Dataset entries:
___

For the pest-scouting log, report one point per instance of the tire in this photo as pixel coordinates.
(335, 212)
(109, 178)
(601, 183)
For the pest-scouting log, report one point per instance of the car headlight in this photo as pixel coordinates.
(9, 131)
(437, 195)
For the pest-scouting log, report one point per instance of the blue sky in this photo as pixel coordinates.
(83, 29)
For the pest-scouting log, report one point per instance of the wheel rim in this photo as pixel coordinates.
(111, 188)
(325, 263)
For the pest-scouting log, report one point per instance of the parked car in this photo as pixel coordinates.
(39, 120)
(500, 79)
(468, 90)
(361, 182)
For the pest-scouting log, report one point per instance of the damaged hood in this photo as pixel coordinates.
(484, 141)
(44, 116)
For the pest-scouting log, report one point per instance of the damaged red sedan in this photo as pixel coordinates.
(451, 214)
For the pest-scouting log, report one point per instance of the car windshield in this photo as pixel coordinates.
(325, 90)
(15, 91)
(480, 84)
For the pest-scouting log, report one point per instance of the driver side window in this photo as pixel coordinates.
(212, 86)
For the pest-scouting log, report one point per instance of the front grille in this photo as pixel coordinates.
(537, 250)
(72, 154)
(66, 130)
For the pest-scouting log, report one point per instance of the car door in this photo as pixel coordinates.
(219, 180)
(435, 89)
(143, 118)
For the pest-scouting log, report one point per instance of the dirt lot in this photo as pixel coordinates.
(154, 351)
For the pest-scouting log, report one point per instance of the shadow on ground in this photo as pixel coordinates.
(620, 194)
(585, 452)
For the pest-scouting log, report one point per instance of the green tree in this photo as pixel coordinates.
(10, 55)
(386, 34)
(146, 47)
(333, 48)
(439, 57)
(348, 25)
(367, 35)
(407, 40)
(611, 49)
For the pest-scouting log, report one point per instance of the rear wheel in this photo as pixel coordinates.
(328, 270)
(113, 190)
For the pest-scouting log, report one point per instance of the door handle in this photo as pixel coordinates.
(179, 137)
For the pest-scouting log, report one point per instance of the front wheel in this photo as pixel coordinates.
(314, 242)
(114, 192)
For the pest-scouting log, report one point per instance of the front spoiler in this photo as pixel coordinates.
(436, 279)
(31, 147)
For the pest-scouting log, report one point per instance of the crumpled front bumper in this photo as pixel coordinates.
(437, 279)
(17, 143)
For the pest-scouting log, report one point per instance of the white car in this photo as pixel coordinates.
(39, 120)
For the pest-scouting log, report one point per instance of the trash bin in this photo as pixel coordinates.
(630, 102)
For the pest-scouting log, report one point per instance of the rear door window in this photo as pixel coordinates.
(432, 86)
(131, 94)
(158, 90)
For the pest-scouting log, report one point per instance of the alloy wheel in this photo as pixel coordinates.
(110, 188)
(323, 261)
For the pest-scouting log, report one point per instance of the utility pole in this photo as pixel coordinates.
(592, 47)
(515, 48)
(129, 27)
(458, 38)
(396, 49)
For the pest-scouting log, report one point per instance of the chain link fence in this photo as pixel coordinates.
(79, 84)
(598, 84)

___

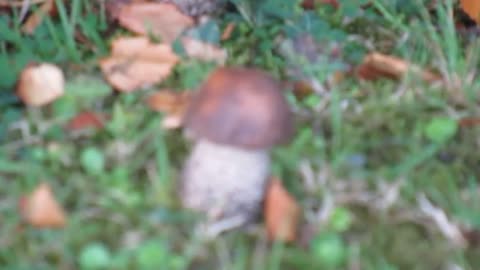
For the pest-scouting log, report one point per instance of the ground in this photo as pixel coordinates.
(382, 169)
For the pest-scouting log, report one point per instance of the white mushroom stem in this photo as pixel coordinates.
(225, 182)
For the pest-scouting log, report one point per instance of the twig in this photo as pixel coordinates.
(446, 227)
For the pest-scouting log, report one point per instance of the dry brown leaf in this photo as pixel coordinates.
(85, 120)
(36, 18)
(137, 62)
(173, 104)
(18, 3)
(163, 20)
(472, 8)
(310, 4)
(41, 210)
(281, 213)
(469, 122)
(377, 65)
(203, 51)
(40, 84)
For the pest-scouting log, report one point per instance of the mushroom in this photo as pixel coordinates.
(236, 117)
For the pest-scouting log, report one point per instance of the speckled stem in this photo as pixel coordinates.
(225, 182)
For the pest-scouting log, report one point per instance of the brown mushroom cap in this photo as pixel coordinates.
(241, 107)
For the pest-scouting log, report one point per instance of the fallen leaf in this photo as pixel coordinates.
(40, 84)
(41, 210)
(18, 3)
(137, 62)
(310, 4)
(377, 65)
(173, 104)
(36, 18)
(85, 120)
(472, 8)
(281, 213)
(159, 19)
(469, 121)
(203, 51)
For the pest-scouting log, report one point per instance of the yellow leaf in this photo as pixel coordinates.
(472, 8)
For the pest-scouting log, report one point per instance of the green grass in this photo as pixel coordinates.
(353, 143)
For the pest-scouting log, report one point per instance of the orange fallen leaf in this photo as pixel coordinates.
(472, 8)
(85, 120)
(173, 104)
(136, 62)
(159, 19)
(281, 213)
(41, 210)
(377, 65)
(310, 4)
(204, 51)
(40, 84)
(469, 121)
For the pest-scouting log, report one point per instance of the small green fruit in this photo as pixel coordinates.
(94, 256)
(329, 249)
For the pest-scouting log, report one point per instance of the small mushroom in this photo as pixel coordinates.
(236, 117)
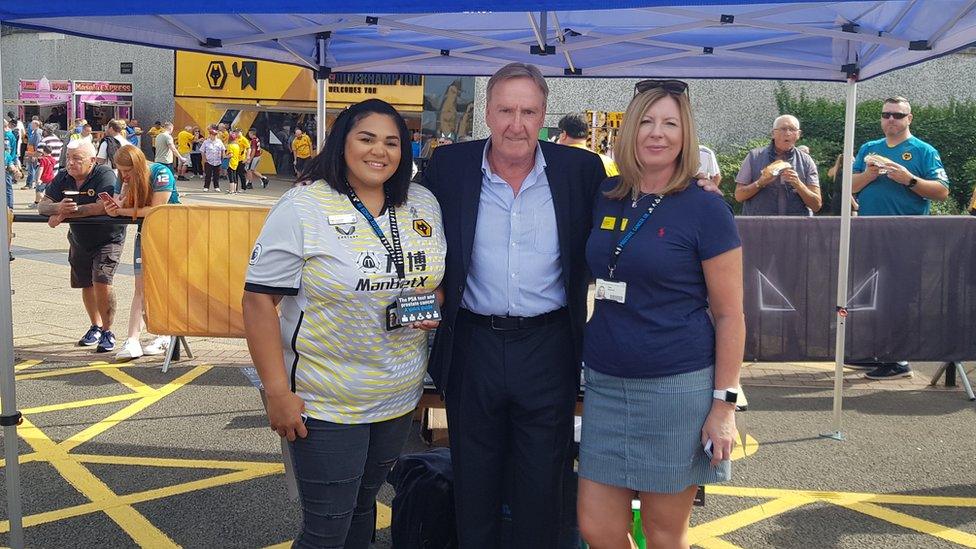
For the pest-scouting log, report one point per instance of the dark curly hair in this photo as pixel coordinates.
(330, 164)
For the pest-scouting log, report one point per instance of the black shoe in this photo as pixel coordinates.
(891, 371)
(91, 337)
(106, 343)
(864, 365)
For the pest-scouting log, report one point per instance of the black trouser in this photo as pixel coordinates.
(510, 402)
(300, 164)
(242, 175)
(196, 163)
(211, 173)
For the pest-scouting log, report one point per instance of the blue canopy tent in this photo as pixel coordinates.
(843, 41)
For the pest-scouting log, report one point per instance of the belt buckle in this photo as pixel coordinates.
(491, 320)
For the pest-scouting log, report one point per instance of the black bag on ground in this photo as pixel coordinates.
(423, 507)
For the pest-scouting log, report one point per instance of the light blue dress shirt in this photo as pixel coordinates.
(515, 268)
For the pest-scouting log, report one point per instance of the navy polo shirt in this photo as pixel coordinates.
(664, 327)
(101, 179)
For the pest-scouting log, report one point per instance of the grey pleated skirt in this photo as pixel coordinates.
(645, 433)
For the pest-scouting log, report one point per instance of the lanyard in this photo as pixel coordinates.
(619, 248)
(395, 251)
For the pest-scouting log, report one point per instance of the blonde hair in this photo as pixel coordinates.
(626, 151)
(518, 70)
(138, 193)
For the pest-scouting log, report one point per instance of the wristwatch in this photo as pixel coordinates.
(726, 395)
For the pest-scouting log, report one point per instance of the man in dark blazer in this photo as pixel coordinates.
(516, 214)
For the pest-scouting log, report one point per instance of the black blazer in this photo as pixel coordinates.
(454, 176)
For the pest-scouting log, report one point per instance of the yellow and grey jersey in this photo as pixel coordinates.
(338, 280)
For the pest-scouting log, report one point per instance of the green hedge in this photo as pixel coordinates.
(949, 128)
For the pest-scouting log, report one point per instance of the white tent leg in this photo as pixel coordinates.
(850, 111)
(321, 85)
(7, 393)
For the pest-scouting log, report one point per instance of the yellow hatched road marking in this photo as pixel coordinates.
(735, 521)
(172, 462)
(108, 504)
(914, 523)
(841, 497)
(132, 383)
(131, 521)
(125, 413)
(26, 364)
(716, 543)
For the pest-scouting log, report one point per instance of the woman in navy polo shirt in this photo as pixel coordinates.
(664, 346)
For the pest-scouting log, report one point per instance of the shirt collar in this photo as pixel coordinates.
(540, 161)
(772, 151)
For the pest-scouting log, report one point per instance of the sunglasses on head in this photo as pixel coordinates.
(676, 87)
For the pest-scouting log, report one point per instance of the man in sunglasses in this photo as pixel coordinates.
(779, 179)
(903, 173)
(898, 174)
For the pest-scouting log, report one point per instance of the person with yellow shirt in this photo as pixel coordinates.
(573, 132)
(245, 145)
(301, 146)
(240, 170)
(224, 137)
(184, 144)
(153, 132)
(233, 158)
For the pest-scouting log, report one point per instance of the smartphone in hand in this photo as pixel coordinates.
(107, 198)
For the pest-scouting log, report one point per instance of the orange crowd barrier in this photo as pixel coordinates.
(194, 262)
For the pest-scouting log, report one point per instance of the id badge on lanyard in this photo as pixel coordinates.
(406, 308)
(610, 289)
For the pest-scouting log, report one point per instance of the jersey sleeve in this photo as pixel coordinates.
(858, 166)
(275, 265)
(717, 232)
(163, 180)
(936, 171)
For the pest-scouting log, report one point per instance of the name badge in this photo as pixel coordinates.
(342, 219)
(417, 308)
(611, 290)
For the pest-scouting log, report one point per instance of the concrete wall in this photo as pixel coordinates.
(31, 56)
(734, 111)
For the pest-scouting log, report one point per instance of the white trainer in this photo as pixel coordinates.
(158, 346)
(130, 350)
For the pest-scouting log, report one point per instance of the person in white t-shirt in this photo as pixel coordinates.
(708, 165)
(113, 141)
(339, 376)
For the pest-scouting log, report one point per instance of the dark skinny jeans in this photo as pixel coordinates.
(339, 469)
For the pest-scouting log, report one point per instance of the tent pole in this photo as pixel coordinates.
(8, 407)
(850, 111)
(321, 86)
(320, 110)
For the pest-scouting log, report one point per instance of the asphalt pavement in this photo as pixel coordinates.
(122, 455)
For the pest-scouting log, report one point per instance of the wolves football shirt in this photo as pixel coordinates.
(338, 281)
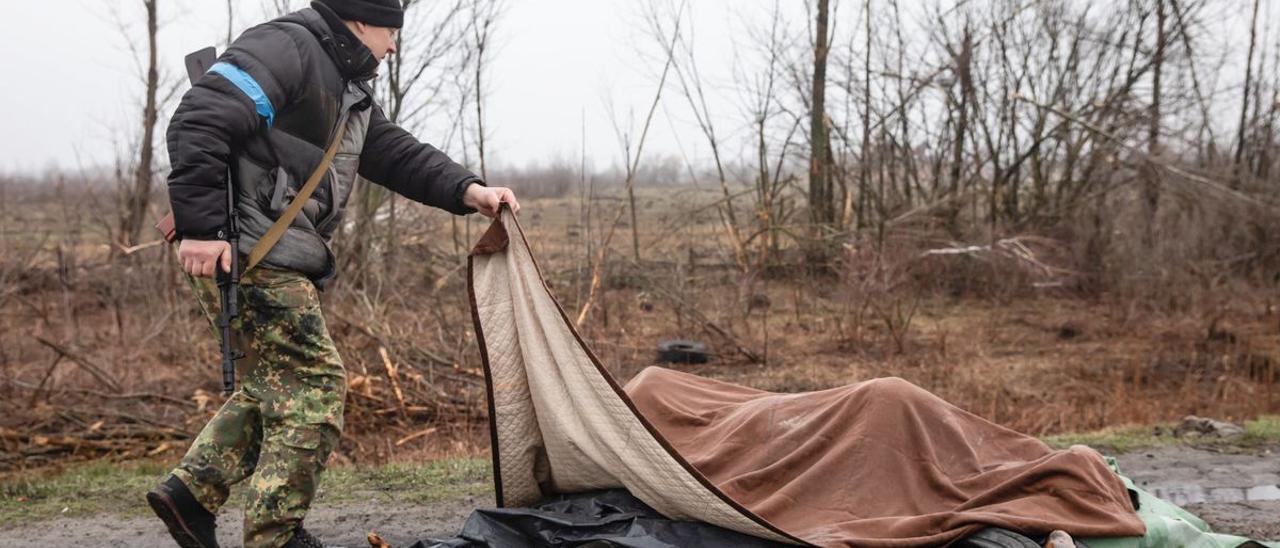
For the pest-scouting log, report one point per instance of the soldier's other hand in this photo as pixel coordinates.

___

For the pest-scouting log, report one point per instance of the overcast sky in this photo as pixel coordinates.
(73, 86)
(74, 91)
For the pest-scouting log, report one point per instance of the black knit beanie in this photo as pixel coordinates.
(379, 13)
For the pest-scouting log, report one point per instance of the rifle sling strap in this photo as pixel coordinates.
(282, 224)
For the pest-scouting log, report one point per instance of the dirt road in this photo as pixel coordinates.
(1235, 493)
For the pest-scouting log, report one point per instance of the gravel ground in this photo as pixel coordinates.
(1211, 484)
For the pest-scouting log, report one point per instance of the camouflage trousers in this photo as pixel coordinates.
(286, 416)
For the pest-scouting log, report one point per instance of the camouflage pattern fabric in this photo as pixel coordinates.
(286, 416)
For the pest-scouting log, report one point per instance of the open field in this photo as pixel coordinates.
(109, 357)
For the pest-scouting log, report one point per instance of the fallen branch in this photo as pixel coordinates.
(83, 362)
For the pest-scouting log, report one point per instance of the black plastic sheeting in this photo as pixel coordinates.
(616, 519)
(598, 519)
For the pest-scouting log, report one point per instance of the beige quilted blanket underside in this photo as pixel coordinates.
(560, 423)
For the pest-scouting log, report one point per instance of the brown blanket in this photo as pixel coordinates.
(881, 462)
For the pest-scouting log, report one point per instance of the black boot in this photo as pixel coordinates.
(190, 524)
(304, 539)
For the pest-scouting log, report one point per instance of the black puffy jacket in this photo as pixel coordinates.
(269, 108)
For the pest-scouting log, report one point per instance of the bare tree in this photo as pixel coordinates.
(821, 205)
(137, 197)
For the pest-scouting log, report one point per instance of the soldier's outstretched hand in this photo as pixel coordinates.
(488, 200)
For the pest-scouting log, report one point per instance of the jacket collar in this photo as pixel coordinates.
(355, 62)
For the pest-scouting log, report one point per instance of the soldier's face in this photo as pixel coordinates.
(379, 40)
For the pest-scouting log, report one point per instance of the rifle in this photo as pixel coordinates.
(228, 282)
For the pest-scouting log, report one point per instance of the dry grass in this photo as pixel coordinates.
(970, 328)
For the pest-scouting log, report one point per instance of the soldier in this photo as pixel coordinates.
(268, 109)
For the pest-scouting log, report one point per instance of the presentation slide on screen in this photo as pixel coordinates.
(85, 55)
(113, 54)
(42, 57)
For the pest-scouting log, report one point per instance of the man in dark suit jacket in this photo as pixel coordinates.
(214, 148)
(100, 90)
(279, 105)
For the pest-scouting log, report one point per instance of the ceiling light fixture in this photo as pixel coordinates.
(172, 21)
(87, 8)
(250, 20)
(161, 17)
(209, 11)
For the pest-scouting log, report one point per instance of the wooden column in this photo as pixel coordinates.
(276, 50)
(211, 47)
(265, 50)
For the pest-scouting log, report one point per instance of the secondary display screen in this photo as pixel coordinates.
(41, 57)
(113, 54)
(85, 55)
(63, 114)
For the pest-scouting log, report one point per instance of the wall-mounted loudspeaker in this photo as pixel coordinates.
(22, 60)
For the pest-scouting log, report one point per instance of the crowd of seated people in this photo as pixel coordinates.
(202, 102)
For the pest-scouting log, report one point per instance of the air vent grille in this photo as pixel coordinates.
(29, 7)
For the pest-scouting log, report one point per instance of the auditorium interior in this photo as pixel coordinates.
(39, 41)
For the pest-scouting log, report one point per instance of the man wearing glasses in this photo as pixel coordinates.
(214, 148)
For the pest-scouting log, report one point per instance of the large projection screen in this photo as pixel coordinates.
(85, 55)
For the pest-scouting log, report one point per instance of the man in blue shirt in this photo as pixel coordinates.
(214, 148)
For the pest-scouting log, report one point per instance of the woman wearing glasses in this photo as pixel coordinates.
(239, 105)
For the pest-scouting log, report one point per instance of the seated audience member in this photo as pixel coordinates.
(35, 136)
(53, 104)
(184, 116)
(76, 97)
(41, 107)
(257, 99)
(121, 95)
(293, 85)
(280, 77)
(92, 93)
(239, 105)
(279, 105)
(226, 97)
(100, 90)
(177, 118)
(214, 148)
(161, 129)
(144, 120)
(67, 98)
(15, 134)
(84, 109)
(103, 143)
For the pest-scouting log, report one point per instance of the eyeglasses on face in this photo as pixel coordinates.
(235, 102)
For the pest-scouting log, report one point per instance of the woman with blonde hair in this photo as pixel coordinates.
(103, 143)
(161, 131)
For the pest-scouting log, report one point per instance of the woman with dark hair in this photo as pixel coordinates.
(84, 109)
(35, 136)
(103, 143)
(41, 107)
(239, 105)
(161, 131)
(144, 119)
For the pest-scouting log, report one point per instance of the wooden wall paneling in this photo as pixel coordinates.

___

Set problem:
Please pull out every line from the records above that contains the word "leaf", and copy each one in full.

Task output:
For the pest-scouting log, report one point per instance of the dry brown leaf in this photo as pixel coordinates.
For the pest-scouting log, report one point per instance of the fallen leaf in this photo as pixel coordinates.
For the pest-scouting log, report one point per instance of the yellow leaf in this photo as pixel coordinates.
For the pest-scouting log, report one point per instance of the orange fallen leaf in this photo as pixel coordinates.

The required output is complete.